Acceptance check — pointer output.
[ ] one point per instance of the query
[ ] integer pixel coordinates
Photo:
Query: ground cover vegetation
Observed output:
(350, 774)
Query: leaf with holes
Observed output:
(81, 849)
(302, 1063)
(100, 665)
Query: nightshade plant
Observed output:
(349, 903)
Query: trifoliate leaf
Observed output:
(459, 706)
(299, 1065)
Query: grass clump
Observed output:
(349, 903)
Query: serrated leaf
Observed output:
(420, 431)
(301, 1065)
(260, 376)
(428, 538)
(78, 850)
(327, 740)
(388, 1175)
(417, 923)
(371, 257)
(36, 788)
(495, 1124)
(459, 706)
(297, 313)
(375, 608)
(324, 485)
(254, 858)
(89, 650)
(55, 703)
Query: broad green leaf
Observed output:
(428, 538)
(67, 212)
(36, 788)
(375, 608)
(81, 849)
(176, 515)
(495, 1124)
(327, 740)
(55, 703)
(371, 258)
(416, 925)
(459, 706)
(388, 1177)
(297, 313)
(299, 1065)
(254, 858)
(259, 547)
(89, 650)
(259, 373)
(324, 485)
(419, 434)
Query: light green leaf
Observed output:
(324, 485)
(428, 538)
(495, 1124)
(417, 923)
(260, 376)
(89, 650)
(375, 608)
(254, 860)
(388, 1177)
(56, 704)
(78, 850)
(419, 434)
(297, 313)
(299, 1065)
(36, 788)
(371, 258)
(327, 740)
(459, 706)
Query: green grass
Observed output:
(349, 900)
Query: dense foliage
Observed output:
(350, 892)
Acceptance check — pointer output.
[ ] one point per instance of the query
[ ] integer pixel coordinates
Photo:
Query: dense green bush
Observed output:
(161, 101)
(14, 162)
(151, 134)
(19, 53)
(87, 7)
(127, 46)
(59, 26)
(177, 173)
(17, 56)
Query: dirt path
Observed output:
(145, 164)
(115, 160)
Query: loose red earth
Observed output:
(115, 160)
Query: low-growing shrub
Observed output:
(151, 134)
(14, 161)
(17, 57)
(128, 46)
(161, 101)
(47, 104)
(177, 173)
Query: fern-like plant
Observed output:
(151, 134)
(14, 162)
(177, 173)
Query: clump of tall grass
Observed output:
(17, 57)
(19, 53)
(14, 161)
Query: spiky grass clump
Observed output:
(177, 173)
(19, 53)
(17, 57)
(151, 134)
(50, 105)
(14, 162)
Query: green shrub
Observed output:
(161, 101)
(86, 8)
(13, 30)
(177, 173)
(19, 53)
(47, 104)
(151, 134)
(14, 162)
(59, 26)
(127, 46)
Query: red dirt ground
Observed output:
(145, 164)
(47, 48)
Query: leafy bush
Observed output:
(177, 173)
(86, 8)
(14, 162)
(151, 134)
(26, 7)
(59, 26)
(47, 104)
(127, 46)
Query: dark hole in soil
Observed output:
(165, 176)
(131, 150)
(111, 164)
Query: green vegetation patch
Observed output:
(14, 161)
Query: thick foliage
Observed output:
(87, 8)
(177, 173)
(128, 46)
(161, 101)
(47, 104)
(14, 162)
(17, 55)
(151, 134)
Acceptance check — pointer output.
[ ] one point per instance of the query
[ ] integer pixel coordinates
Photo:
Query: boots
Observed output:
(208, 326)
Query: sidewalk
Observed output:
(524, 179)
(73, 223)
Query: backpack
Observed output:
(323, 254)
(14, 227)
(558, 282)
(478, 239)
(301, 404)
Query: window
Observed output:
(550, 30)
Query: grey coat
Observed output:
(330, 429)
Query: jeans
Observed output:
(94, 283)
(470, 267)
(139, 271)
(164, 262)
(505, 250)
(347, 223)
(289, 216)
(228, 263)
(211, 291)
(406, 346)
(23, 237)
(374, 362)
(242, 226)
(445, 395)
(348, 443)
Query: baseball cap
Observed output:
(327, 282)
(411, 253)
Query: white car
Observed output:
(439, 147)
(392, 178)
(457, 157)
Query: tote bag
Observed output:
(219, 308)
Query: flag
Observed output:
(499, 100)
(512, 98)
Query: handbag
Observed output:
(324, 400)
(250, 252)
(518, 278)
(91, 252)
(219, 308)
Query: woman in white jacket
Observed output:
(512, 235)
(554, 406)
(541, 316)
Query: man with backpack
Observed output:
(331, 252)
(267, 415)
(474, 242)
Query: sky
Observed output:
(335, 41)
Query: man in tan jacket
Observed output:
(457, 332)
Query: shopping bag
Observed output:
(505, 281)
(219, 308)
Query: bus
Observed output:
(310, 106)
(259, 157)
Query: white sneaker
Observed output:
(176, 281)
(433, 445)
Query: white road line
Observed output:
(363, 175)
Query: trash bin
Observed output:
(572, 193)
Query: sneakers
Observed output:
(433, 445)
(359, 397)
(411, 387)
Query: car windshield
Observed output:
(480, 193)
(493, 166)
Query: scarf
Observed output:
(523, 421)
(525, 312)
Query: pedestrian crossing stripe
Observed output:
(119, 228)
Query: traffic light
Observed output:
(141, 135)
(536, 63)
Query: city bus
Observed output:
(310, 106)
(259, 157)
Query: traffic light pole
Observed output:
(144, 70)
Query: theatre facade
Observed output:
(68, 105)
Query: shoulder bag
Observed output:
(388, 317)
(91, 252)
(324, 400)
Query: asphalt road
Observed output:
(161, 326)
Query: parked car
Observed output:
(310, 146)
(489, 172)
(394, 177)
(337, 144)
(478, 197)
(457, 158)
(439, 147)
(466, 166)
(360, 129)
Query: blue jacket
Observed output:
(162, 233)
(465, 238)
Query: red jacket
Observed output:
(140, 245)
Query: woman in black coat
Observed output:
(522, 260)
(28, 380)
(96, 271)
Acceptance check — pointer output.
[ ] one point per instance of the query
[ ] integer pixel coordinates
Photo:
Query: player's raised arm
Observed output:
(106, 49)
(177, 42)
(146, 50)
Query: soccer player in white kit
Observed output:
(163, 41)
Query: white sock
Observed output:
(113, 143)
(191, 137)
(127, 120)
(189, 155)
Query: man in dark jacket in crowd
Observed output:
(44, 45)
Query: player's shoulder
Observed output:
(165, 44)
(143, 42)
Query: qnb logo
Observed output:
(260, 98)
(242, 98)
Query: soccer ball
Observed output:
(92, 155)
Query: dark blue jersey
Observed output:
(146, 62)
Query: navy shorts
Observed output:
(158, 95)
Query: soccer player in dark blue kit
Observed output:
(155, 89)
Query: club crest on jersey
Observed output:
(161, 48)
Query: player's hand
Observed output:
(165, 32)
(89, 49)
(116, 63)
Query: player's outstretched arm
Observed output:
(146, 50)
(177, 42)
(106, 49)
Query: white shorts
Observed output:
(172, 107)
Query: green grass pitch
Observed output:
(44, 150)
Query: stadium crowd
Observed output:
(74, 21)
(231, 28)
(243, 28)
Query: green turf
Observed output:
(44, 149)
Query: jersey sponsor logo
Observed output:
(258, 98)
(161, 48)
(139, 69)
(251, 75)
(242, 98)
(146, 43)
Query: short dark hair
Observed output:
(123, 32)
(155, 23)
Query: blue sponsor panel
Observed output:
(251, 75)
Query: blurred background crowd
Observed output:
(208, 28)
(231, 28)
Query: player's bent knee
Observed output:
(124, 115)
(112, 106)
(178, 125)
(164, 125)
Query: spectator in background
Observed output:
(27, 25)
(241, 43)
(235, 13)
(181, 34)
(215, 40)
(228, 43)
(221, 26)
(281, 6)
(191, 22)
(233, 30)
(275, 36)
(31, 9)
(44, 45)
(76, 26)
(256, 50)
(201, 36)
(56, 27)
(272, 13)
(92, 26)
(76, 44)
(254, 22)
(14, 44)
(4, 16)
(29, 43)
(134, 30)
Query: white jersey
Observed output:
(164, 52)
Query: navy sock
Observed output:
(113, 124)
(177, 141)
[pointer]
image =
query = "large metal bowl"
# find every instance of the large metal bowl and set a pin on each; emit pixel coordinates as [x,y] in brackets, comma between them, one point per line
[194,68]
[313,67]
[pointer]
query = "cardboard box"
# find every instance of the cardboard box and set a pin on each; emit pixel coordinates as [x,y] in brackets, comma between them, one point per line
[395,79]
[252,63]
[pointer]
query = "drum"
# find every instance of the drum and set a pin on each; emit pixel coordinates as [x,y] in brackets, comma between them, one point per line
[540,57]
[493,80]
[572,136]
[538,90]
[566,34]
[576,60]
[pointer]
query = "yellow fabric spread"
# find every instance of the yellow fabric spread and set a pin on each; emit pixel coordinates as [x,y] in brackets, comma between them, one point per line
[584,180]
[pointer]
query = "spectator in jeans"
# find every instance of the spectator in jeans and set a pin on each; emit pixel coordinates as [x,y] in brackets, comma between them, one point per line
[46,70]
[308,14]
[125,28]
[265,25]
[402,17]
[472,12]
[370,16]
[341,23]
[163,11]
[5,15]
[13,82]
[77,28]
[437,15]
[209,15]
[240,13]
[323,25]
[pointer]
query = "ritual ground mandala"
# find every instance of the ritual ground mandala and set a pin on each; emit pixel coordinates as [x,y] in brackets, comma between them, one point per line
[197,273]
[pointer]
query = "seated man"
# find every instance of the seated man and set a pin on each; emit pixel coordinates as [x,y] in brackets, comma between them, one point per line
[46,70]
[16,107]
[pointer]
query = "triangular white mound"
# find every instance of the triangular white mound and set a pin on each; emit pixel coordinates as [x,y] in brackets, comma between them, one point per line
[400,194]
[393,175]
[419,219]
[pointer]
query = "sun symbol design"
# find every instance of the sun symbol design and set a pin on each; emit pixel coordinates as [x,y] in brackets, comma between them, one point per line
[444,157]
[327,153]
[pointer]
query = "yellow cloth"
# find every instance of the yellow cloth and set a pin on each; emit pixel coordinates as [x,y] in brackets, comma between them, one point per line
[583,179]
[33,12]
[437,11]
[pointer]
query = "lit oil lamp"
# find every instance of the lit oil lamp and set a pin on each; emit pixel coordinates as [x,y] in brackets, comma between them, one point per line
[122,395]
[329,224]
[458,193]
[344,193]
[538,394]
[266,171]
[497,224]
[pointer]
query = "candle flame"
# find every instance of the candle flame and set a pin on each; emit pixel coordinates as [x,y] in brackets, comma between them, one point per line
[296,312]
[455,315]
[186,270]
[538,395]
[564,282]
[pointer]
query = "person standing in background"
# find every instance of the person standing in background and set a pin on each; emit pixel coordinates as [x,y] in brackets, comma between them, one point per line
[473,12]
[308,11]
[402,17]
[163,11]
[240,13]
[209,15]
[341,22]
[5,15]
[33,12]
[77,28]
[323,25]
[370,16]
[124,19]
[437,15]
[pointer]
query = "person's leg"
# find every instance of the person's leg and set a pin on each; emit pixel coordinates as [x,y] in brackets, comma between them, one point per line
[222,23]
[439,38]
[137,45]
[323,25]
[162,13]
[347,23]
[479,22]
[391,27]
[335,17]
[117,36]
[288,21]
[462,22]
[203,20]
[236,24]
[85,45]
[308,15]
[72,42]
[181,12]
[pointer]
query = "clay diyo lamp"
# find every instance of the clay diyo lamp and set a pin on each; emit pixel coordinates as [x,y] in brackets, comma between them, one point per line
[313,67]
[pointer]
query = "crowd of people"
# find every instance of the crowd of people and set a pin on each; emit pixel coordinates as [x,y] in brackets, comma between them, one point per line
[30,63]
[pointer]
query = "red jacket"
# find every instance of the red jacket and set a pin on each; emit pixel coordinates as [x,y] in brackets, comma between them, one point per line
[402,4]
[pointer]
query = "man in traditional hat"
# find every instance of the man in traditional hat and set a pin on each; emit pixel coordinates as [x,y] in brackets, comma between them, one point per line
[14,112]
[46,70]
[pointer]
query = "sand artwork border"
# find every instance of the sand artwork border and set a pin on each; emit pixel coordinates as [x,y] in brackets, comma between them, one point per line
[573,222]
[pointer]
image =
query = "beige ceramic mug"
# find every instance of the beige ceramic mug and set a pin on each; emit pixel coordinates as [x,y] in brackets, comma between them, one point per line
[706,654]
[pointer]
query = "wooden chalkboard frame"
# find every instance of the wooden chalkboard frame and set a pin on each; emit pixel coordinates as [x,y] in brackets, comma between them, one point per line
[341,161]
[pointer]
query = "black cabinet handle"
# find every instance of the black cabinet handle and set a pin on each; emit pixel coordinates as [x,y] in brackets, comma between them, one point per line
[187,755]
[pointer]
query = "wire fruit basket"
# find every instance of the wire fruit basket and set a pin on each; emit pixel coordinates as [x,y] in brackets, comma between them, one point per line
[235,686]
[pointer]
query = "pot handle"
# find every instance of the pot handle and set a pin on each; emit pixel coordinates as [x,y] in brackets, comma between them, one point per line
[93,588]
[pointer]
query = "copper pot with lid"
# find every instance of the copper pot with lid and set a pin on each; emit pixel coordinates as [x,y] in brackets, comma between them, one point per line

════════════════════

Task goal »
Tally the lines in the data above that contain the string "frame", with case counting, and reply with the number alone.

Task answer »
2